→ What this task involves
Pick out every line below that contains the word "feather", and copy each of those lines in full.

→ Working data
#####
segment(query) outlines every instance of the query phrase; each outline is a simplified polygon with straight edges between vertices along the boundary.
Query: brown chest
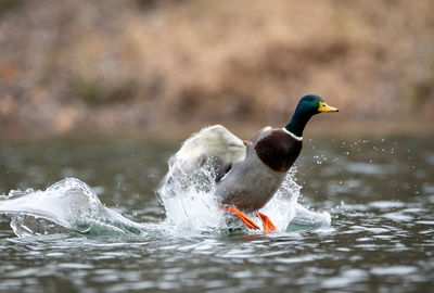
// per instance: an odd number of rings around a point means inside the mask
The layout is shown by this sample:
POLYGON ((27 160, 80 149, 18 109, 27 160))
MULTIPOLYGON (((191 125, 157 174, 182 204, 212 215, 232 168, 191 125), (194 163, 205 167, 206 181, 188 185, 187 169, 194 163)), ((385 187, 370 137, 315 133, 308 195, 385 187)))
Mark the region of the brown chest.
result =
POLYGON ((256 142, 255 152, 272 170, 286 173, 298 157, 302 145, 301 140, 279 129, 256 142))

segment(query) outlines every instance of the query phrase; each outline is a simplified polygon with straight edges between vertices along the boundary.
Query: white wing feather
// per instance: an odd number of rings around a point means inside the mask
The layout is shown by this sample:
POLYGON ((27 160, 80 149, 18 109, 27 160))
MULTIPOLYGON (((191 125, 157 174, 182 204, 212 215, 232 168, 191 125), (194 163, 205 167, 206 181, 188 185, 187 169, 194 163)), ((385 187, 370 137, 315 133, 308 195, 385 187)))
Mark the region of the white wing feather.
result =
MULTIPOLYGON (((169 170, 158 184, 157 190, 170 181, 171 177, 177 177, 181 174, 194 174, 207 158, 214 156, 220 160, 221 165, 215 167, 221 168, 229 166, 235 162, 243 161, 246 154, 246 146, 241 139, 221 125, 206 127, 192 135, 182 143, 181 149, 169 160, 169 170)), ((225 170, 216 170, 222 176, 225 170)))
#####
→ In response
Query: white wing feather
Mark the region of the white wing feather.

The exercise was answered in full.